> [What needs to be done]:
Count the lines in the items below that contain the string "conifer", matching case exactly, and give only the number.

──────── Exercise data

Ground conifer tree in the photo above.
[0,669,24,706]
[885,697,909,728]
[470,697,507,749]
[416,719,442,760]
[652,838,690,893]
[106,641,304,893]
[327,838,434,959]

────────────────

> [The answer]:
1